(Point localization data)

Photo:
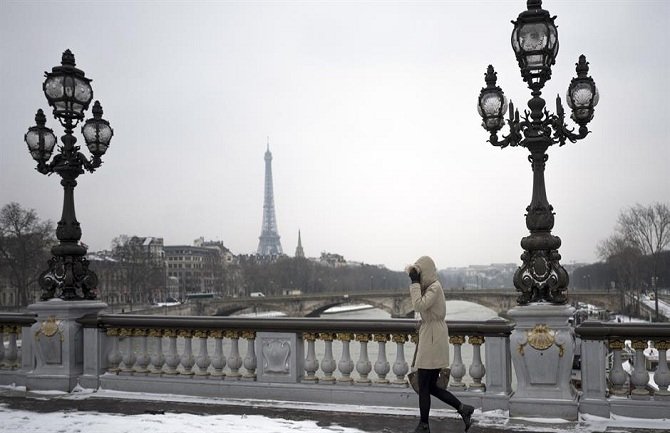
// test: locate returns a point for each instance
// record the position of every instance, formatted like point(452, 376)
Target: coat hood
point(427, 271)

> _ACTIVITY_
Your answer should consist of copies of the lines above that include the string "instance".

> _TASK OUTPUT_
// test: locate returns a point for each instance
// record the position of every instance, formatted like point(452, 376)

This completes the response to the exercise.